Text for analysis:
↓↓↓
Benzimidazoles are a class of bioactive heterocyclic, aromatic compounds that are present in a variety of natural or synthetic medicinal compounds. Benzimidazole is thus recognized as a key pharmacophore in the field of drug discovery. In addition to other biological actions and beneficial effects, benzimidazoles also possess potential anti-proliferative and anti-tumor activities (53, 54). We noted that the 2-aminobenzimidazole-based compound, MFB, reduced cell viability in SW480 colorectal cancer, A549 lung cancer, B16F10 melanoma and GBM8901 glioma cells. However, the cell viability of non-tumor Hacat keratinocytes was not altered in the presence of MFB (Figure S6). MFB likely has additional properties with anti-tumor effects. Whether MFB is also effective in decreasing cell viability in other cancer types and the underlying mechanisms remain to be delineated. The mechanism of the difference in sensitivity of MFB between tumor cells and non-tumor Hacat keratinocytes remains to be investigated. It has been described that cell doubling time may affect sensitivity to chemotherapeutic agents (55). In addition, several studies have suggested that VEGFRs may be expressed by tumor cells, although VEGFRs are regarded as endothelial receptors. VEGF could participate in tumor growth and metastasis via autocrine and paracrine mechanisms (56–58). VEGFs and VEGFRs are highly expressed in melanoma cells. Elevated serum VEGF levels is correlated with progression of malignant melanoma and poor prognosis in patients with melanoma (59). Besides melanoma, VEGF signaling is also crucial for the survival and growth of non-small cell lung cancer (NSCLCs) (60) and glioblastoma multiforme (GBM) (61). Moreover, Hasan et al. (62) showed that inhibition of VEGF signaling using bevacizumab could induce cell senescence in colorectal cancer cells. Additional works are needed to characterize whether MFB’s actions in tumor cells involve VEGF/VEGFR signaling blockade. Whether MFB-reduced tumor cell viability is attributed to VEGFR-independent signaling cascades is also worth to be further investigated.
↑↑↑
What is required:
How would you translate this sentence from the passage on benzimidazoles into Spanish: "VEGFs and VEGFRs are highly expressed in melanoma cells."

Saved entries
↓↓↓
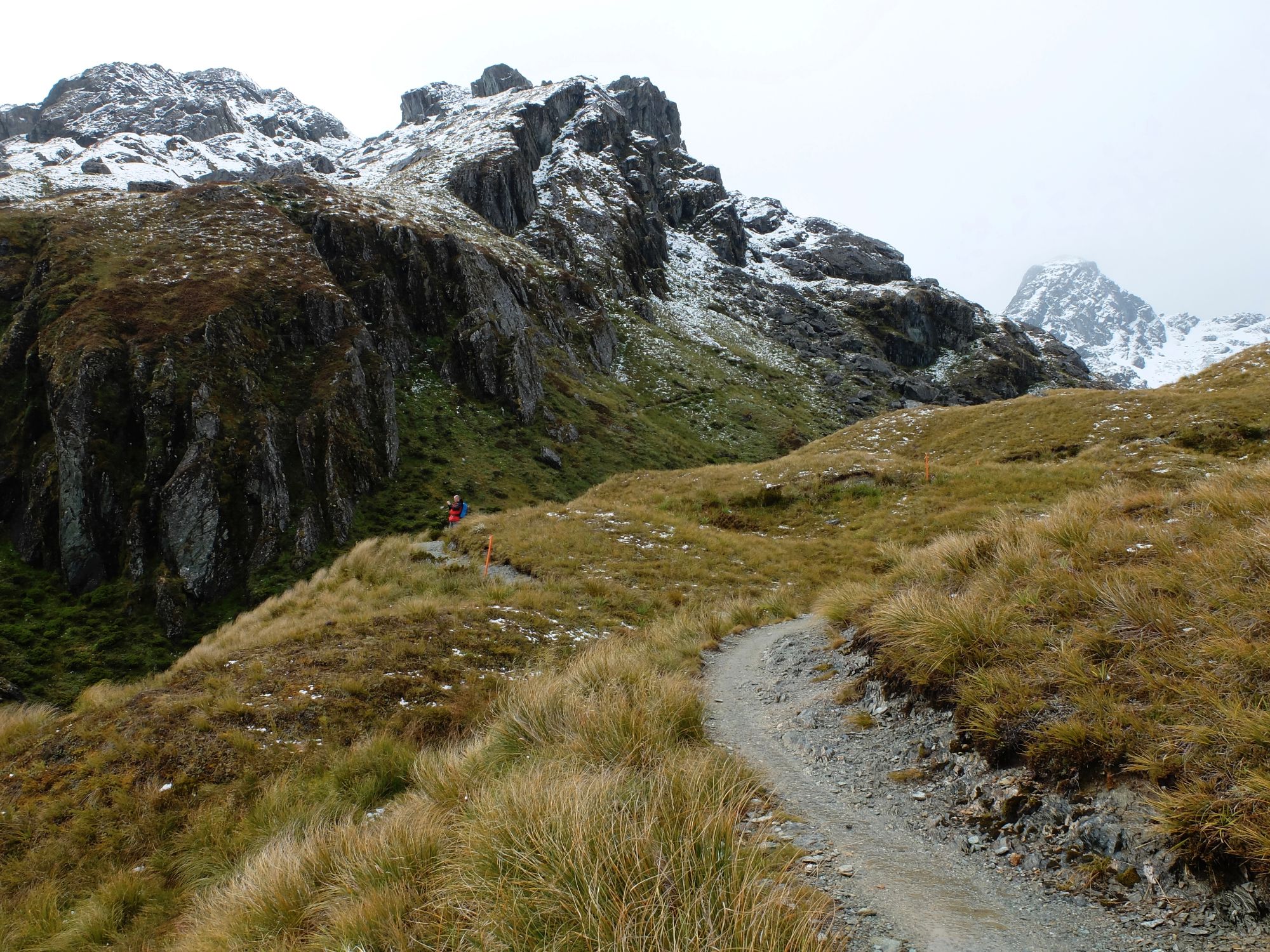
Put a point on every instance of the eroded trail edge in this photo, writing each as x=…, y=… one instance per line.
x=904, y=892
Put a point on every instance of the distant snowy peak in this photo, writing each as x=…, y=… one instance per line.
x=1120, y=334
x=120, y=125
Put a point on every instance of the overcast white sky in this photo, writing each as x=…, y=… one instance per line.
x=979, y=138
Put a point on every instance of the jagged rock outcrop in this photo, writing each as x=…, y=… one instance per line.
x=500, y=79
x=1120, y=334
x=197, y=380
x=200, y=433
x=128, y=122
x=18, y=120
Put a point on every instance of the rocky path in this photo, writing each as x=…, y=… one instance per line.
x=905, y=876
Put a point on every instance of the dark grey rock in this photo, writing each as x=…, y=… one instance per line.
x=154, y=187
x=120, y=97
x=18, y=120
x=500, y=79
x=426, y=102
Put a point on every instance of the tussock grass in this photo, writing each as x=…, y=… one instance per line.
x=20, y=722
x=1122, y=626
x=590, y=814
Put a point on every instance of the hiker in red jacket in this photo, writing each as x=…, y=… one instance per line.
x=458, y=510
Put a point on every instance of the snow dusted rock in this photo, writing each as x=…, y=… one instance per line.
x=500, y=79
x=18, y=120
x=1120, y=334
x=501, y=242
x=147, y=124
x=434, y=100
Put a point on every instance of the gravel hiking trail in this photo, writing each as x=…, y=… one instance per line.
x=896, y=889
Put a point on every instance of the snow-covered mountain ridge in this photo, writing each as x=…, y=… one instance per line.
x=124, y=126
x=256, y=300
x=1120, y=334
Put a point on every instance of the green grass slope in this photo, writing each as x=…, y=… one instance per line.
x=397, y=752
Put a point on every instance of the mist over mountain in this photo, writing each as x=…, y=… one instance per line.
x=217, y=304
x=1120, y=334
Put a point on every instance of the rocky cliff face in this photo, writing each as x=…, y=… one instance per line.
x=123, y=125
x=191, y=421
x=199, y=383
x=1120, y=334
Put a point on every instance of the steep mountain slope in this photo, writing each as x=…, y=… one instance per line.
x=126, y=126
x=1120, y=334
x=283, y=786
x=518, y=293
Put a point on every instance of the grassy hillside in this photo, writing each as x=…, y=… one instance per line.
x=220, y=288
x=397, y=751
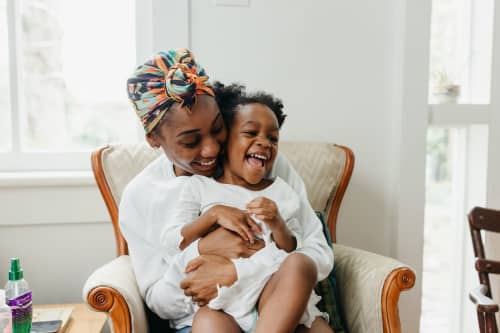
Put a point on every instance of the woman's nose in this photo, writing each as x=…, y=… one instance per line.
↑↑↑
Written solution:
Los VEGF y los VEGFR se expresan en niveles elevados en las células de melanoma.